"""

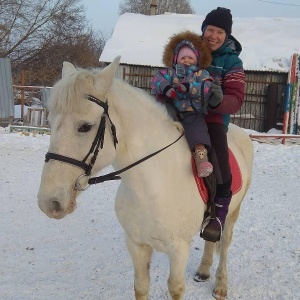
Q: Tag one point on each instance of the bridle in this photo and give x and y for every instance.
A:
(94, 150)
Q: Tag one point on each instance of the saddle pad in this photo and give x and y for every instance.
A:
(236, 178)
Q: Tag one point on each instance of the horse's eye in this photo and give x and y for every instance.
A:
(85, 127)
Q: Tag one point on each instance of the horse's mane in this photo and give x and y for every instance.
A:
(68, 93)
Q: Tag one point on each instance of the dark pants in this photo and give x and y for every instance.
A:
(219, 158)
(195, 128)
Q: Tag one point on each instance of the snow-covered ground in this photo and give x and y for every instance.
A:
(83, 256)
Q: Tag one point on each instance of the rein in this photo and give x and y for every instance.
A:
(94, 150)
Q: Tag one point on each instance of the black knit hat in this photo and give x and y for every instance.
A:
(220, 17)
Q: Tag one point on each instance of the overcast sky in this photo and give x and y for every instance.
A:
(103, 14)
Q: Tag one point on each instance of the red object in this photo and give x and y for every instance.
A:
(236, 178)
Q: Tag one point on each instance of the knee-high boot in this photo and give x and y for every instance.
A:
(212, 227)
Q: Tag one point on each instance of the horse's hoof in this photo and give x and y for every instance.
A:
(219, 296)
(201, 277)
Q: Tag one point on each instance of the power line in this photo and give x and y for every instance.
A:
(279, 3)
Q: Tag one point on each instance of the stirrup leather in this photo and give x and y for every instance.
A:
(202, 154)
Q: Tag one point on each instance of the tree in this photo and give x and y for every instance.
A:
(144, 7)
(38, 35)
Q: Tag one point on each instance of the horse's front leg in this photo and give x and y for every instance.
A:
(220, 288)
(178, 258)
(141, 258)
(203, 271)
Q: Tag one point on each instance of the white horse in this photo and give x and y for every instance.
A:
(157, 203)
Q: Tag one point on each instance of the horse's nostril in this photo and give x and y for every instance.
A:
(56, 206)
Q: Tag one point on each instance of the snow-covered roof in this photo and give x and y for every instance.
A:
(268, 43)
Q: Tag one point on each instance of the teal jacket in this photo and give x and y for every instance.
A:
(228, 68)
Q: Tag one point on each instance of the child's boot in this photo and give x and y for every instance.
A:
(212, 227)
(203, 166)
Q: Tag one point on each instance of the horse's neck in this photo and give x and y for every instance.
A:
(145, 127)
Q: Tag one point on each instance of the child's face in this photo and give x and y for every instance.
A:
(187, 60)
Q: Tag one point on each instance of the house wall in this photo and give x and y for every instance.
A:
(263, 104)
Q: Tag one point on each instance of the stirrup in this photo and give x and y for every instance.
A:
(211, 236)
(201, 153)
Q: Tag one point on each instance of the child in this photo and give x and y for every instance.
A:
(187, 86)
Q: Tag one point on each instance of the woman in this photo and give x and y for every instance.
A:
(186, 85)
(227, 67)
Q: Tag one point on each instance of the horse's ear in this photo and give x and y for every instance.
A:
(68, 68)
(109, 72)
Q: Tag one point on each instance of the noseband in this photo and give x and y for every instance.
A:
(98, 142)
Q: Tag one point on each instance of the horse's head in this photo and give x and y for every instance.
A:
(80, 126)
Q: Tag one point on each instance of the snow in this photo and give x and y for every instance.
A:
(268, 43)
(83, 256)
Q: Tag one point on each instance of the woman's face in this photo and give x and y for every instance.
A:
(215, 37)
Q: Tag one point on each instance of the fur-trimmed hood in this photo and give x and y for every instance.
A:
(191, 39)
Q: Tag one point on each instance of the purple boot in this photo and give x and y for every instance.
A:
(212, 227)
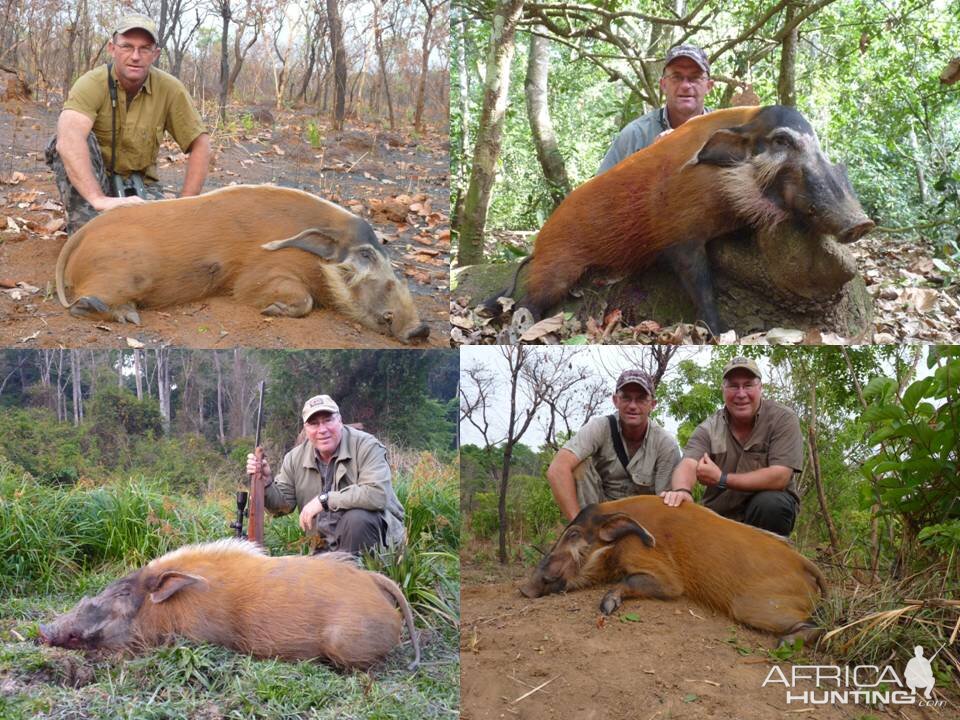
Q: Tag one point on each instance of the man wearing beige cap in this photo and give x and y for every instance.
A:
(618, 455)
(747, 454)
(340, 480)
(113, 121)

"""

> _EXERCISE DIRECTIONS_
Each line above that carries the string "child" has to be returned.

> _WRITTEN RESPONSE_
Q: Tag one point on each instance of the child's boot in this photo and give x and y for every instance.
Q: Tag one point on each instance of the child's face in this photo and give x and y for every instance.
Q: Tag one point on each instance of the child in this photo and give x and y for every instance.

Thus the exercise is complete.